Record set:
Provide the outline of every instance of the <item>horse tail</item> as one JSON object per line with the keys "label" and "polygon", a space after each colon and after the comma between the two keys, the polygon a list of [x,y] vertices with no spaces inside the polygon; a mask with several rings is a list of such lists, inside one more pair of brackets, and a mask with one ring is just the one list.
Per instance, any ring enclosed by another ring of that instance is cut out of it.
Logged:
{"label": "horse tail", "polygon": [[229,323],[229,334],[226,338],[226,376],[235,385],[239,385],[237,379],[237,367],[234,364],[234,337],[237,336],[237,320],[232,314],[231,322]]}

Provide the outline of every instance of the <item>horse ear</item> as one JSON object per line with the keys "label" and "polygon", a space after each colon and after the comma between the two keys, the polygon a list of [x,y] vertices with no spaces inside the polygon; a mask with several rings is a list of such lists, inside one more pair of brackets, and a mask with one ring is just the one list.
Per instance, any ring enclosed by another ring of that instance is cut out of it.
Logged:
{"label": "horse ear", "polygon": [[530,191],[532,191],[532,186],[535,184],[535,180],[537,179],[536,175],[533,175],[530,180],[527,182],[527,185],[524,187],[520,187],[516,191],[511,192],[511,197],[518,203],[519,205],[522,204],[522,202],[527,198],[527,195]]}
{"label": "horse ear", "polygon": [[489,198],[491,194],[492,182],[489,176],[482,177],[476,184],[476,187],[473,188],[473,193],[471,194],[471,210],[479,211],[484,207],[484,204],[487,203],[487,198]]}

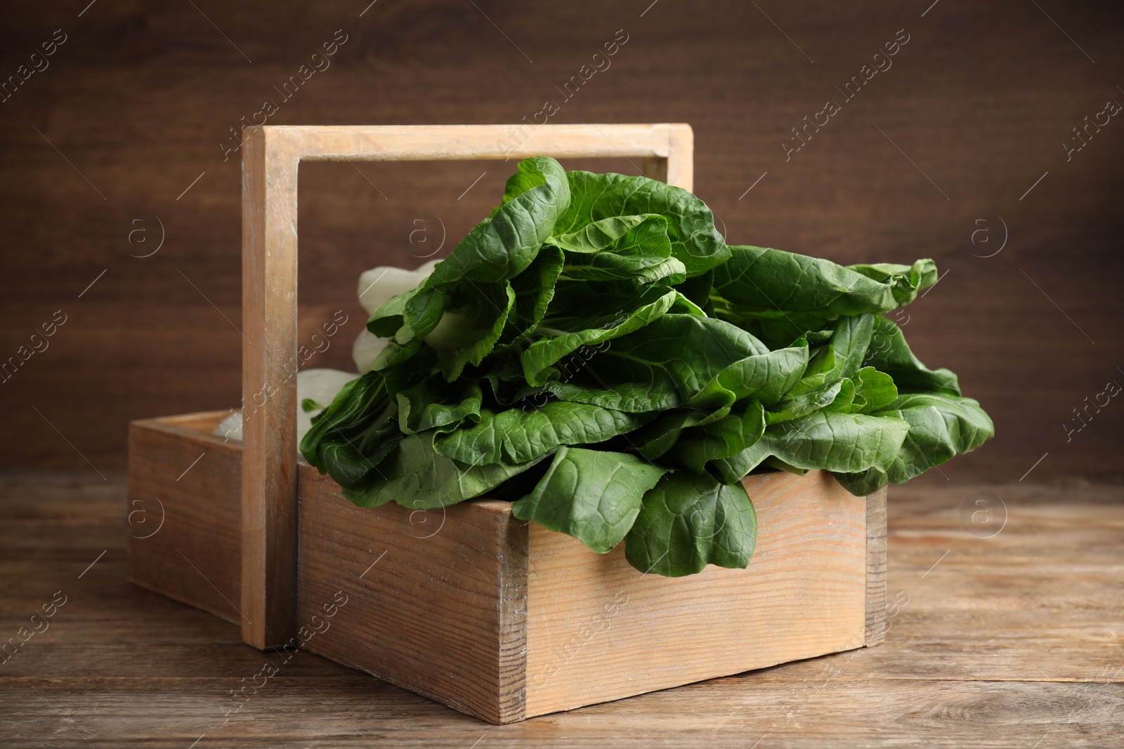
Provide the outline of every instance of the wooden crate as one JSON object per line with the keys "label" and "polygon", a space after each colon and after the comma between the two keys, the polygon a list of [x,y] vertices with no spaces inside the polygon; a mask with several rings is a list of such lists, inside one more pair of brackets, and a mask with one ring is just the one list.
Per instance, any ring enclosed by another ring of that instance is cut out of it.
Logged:
{"label": "wooden crate", "polygon": [[[152,517],[130,523],[129,579],[245,624],[243,449],[208,433],[224,415],[132,424],[130,506]],[[597,555],[517,520],[508,502],[363,510],[297,466],[293,642],[493,723],[882,639],[885,490],[855,497],[824,472],[746,477],[750,567],[665,578],[633,569],[623,545]]]}
{"label": "wooden crate", "polygon": [[129,579],[237,623],[254,647],[301,647],[495,723],[877,645],[885,492],[854,497],[823,472],[746,478],[749,569],[672,579],[506,502],[360,510],[298,458],[301,161],[624,156],[691,189],[687,125],[524,130],[245,129],[245,441],[210,433],[226,412],[132,424]]}

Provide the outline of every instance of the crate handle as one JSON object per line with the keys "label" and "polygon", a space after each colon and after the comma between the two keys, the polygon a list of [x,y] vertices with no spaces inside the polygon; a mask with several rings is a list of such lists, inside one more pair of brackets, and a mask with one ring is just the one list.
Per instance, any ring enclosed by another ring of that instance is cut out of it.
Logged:
{"label": "crate handle", "polygon": [[[640,157],[692,189],[689,125],[263,126],[242,152],[242,639],[297,630],[297,170],[301,161]],[[260,404],[259,404],[260,401]],[[253,409],[252,411],[250,409]]]}

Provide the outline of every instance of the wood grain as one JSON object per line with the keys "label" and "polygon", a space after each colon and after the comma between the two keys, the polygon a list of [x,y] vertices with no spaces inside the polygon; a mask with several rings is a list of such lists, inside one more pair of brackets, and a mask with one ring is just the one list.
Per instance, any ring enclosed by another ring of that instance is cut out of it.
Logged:
{"label": "wood grain", "polygon": [[862,647],[865,501],[825,472],[745,479],[746,569],[641,575],[532,524],[527,715]]}
{"label": "wood grain", "polygon": [[308,649],[493,723],[522,718],[526,554],[507,551],[526,529],[510,503],[363,510],[302,468],[298,620],[348,597]]}
{"label": "wood grain", "polygon": [[[1124,734],[1120,485],[897,486],[885,645],[487,727],[306,651],[227,721],[229,691],[279,657],[127,582],[126,482],[108,477],[0,474],[0,634],[70,596],[0,664],[6,746],[1104,749]],[[991,539],[960,524],[980,491],[1009,511]]]}
{"label": "wood grain", "polygon": [[867,647],[886,639],[886,488],[867,497]]}
{"label": "wood grain", "polygon": [[[513,145],[514,144],[514,145]],[[297,628],[297,174],[301,161],[452,161],[640,156],[692,185],[691,129],[543,125],[250,127],[242,152],[243,637],[280,647]],[[654,164],[654,166],[652,166]],[[354,165],[354,164],[353,164]],[[356,167],[357,168],[357,167]]]}
{"label": "wood grain", "polygon": [[128,575],[241,623],[242,447],[210,433],[226,413],[129,427]]}
{"label": "wood grain", "polygon": [[[185,424],[206,429],[220,415],[134,424],[142,478],[154,473],[149,451],[161,456]],[[181,451],[198,442],[182,441]],[[241,446],[223,448],[236,475]],[[492,723],[873,645],[867,631],[885,621],[885,599],[879,618],[868,579],[871,560],[885,573],[885,548],[868,547],[871,535],[885,539],[885,512],[868,530],[867,500],[826,472],[747,477],[761,523],[750,567],[664,578],[637,573],[624,544],[596,555],[515,519],[509,502],[360,509],[330,478],[296,466],[297,624],[273,647],[307,648]],[[217,499],[178,495],[173,509],[203,523],[170,524],[163,546],[206,548],[206,521],[229,494],[228,485]],[[221,520],[233,526],[216,529],[229,544],[237,523],[228,504]],[[130,558],[132,574],[192,603],[198,581],[180,591],[176,576],[151,575],[152,555]],[[227,563],[221,579],[234,573]],[[346,610],[334,619],[337,609]]]}

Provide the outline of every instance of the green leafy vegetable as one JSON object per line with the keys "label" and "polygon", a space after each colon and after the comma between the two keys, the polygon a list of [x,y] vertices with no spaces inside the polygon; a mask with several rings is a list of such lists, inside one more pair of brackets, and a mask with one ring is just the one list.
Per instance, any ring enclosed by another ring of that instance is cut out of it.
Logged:
{"label": "green leafy vegetable", "polygon": [[936,282],[932,261],[727,246],[703,201],[646,177],[520,162],[417,278],[370,303],[381,353],[301,441],[360,506],[509,497],[689,575],[749,565],[751,471],[826,469],[863,495],[995,431],[882,317]]}

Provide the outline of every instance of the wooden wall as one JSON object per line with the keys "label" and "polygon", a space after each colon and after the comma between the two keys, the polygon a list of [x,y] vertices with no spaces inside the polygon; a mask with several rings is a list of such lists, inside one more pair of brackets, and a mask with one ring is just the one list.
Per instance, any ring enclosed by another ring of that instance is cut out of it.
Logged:
{"label": "wooden wall", "polygon": [[[0,359],[65,316],[0,384],[6,467],[118,469],[130,419],[237,404],[239,161],[224,150],[265,100],[274,125],[518,122],[553,100],[553,122],[690,122],[696,189],[732,243],[935,258],[946,275],[907,336],[999,433],[948,478],[1017,481],[1044,454],[1034,478],[1122,473],[1124,403],[1063,427],[1124,383],[1124,117],[1062,147],[1124,102],[1118,3],[88,2],[0,11],[0,75],[47,65],[0,102]],[[607,70],[559,91],[625,35]],[[334,37],[330,66],[283,99]],[[845,100],[835,86],[876,62],[891,66]],[[828,99],[841,110],[786,155]],[[302,328],[351,316],[318,363],[348,360],[359,272],[420,264],[442,227],[446,253],[511,168],[302,167]],[[407,239],[418,218],[428,245]],[[157,219],[163,245],[137,257]],[[133,244],[127,227],[144,230]]]}

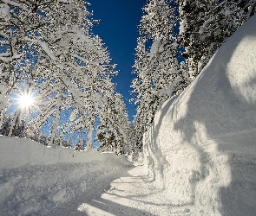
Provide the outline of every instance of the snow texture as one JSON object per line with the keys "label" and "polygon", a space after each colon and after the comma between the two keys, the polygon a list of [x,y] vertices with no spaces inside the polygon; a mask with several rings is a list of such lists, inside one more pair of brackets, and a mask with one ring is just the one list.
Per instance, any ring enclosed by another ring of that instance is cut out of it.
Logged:
{"label": "snow texture", "polygon": [[114,154],[0,137],[0,215],[254,216],[255,50],[256,16],[162,105],[130,171]]}
{"label": "snow texture", "polygon": [[82,201],[100,196],[131,167],[124,156],[49,148],[26,138],[0,137],[0,148],[4,216],[80,215]]}
{"label": "snow texture", "polygon": [[186,215],[255,215],[255,50],[253,16],[144,135],[159,197]]}

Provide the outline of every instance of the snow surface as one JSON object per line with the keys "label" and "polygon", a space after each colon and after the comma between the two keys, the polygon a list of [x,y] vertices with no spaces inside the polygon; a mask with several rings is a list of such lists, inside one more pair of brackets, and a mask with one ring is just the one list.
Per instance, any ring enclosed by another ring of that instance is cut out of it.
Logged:
{"label": "snow surface", "polygon": [[174,209],[256,215],[256,16],[161,106],[144,154],[158,197]]}
{"label": "snow surface", "polygon": [[124,156],[0,137],[0,215],[254,216],[255,50],[256,16],[162,105],[132,170]]}

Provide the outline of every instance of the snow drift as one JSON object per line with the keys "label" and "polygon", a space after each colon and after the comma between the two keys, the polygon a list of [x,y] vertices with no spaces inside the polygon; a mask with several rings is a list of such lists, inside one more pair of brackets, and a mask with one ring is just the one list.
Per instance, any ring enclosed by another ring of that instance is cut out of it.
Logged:
{"label": "snow drift", "polygon": [[187,215],[255,215],[256,16],[161,106],[143,142],[168,205]]}
{"label": "snow drift", "polygon": [[79,215],[82,201],[100,196],[128,168],[115,154],[0,136],[0,215]]}

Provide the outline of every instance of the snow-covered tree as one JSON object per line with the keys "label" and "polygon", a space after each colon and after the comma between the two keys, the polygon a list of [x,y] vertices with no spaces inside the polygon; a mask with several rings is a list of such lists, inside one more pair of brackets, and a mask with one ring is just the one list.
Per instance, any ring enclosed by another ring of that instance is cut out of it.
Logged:
{"label": "snow-covered tree", "polygon": [[148,0],[143,8],[132,82],[140,142],[158,107],[187,85],[177,60],[177,8],[174,1],[167,0]]}
{"label": "snow-covered tree", "polygon": [[194,79],[220,45],[255,12],[255,0],[179,0],[179,41]]}
{"label": "snow-covered tree", "polygon": [[96,135],[101,143],[98,149],[117,155],[128,152],[130,123],[121,95],[115,93],[108,97],[108,103],[102,109]]}
{"label": "snow-covered tree", "polygon": [[60,134],[62,110],[71,106],[80,116],[73,130],[83,127],[91,134],[104,95],[113,87],[115,66],[101,38],[90,33],[97,21],[89,17],[87,6],[82,0],[1,1],[6,46],[2,65],[15,63],[8,79],[18,71],[38,86],[43,103],[30,133],[53,117],[50,145]]}

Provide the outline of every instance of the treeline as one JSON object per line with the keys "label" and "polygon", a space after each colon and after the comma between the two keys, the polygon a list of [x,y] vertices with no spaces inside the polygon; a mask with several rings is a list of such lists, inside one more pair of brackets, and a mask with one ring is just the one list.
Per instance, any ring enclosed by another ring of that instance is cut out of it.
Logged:
{"label": "treeline", "polygon": [[137,148],[157,109],[196,78],[255,7],[255,0],[147,1],[133,68]]}

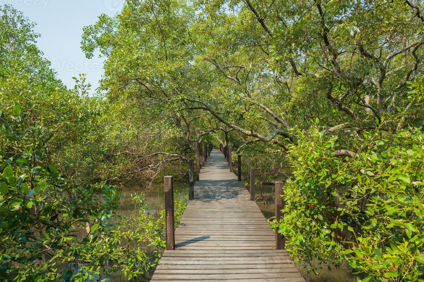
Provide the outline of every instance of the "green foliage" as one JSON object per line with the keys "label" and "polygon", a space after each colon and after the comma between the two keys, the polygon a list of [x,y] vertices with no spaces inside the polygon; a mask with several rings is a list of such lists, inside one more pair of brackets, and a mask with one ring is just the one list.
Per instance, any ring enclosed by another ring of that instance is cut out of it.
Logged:
{"label": "green foliage", "polygon": [[[295,257],[338,265],[346,259],[362,281],[416,281],[424,271],[424,133],[386,139],[364,132],[354,157],[335,156],[338,138],[299,132],[290,147],[294,178],[283,196],[279,230]],[[316,271],[316,269],[314,269]]]}
{"label": "green foliage", "polygon": [[23,71],[28,78],[44,84],[46,90],[63,88],[35,43],[40,35],[34,32],[35,24],[8,5],[0,6],[0,77],[7,71]]}

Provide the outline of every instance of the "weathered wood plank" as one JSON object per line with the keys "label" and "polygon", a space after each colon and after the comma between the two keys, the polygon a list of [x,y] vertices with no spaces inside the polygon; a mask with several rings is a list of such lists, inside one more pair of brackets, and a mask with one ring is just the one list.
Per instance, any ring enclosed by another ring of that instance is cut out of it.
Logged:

Problem requirements:
Everything from the line containing "Provide the outline of every instance of the treeline" through the last line of the entries is to be output exactly as written, minus any pictures.

Task solution:
Provide the outline of every instance of the treeline as one JSON object per line with the keys "label" and "polygon", a space after each colon and after the comma between the two keys, the polygon a list of [x,y] vertices with no spaces inside the polygon; a mask with several rings is a list of such lists, inside one more pair of brackets, and a mask with one ring is just the one list.
Per instance, any ring enclosed by another ring of that instance is cut out of it.
Logged:
{"label": "treeline", "polygon": [[137,148],[157,109],[196,78],[255,7],[255,0],[147,1],[133,68]]}

Provide the outline of every instance of the "green foliage" as one JSON object per line with the keys "label" and "polygon", a space after each colon and after the comma between the two keys, the polygon a list of [x,y] vertices with no spaces inside the polygon; a mask with several rings is a list of such lists, inside one more pair of brackets, and a mask with one ring is just the one list.
Per instance, any ring enclosed by another ring of that instance is cut out of it.
Logged:
{"label": "green foliage", "polygon": [[[295,257],[338,265],[346,259],[362,281],[416,281],[424,271],[424,133],[386,139],[364,132],[354,157],[335,156],[338,138],[299,132],[290,147],[294,178],[283,196],[279,230]],[[316,271],[316,269],[314,269]]]}
{"label": "green foliage", "polygon": [[23,71],[28,78],[44,84],[46,90],[63,88],[35,43],[40,35],[34,32],[35,24],[8,5],[0,6],[0,77],[7,71]]}

Provide the outline of every instance of the "weathered wood plank" as one JSON object per line with the keys "label" and "polygon", a space after each colon and after the comma between the two keys, the polygon a list of [x,y] vertices with no spaces inside the polygon; a mask with several rings is a list of such lists, inside one more pair of brackets, and a mask with one ring is just the one list.
Per instance, any ring enclosed by another ring of that instance is cut out of it.
Logged:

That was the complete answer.